[Passage given]

»»

The 1st and 2nd Defendants’ filed a further affidavit reiterating their averments and insisted there is a valid Decree to date vide Misc PMCC No. 48 of 1997. Further, that attempts to challenge the said Order failed terribly vide Judicial Review Misc No. 72 of 2009, which unfortunately the Respondent is avoiding to quote. He avers that the decisions referred to in DMCL No. 70 of 1970; No. 39 of 1991; No. 105 of 1971 and No. 16 of 1978 are irrelevant and not related to this matter. Further, the issues are different and subject matter not disclosed. He avers that no single decision resolved the dispute between the parties herein as parties are different. Further, in the premises, the matters are res judicata due to a valid court order issued on 4th November, 1997 in the presence of both parties. He states that the orders obtained on 30th July, 2019 were based on misrepresentation and mischievously couched.
The application was canvassed by way of written submissions.
Analysis and Determination
Upon consideration of the Notice of Motion application dated the 6th May, 2021 including the respective affidavits, annexures and rivalling submissions, the following are the issues for determination:
· Whether this court should vary and set aside the orders issued on 30th July, 2019.

««

[Provided data]
»»

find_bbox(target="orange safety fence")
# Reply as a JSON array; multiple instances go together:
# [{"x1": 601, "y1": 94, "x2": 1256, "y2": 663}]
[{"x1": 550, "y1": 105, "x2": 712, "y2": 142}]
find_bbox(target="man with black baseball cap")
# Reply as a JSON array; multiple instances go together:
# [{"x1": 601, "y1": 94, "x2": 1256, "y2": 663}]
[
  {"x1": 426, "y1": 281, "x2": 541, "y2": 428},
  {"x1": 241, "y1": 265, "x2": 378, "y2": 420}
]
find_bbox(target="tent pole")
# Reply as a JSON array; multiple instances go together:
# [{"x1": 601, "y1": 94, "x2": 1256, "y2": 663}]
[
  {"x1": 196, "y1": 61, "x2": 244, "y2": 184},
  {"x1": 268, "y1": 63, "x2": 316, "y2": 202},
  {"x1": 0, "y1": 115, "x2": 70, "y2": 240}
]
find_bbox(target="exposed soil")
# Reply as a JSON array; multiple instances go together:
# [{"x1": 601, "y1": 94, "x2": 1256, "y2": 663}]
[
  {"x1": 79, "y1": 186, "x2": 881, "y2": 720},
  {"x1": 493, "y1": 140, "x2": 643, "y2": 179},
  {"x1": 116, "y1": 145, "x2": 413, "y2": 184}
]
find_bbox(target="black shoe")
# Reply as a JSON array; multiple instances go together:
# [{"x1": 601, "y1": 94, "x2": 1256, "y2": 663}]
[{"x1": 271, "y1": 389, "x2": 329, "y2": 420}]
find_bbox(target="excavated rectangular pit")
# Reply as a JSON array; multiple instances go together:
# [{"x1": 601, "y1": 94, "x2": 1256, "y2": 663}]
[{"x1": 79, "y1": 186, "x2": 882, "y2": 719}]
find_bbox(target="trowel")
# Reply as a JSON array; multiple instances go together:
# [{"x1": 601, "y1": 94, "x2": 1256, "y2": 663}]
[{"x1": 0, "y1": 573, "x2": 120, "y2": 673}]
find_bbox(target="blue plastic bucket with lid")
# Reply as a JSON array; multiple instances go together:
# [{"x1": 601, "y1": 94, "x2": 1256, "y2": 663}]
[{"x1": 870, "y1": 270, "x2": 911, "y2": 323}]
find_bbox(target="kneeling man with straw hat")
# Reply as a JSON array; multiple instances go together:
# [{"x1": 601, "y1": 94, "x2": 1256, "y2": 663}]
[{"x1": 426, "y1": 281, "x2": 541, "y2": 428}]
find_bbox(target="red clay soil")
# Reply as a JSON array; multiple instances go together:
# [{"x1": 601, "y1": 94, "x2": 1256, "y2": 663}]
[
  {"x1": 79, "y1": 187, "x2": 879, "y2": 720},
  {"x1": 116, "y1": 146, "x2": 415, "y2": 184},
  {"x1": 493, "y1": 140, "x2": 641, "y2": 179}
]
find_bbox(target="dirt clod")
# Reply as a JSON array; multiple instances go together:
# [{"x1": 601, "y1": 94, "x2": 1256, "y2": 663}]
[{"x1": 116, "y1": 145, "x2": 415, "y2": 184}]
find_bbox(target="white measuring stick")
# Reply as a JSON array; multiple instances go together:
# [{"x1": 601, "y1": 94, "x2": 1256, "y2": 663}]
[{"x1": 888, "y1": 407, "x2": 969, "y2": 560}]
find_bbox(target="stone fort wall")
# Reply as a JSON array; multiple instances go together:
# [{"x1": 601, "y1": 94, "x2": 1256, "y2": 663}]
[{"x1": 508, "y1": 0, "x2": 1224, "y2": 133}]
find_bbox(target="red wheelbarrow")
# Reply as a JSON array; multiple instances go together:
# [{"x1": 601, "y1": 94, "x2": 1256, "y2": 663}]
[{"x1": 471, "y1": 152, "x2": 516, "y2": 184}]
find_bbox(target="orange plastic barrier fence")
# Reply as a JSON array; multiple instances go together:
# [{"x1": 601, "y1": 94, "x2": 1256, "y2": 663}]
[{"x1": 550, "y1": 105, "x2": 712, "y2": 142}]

««

[Task set]
• 1. According to the ruling, on what date was the valid court order said to make the matters res judicata issued?
• 2. Render this sentence from the ruling in Spanish: "The application was canvassed by way of written submissions."
• 3. Reproduce the ruling word for word, starting with "Analysis and Determination" and going on through "30th July, 2019.".

[The solutions]
• 1. 4th November, 1997

• 2. La solicitud se tramitó mediante alegatos escritos.

• 3.
Analysis and Determination
Upon consideration of the Notice of Motion application dated the 6th May, 2021 including the respective affidavits, annexures and rivalling submissions, the following are the issues for determination:
· Whether this court should vary and set aside the orders issued on 30th July, 2019.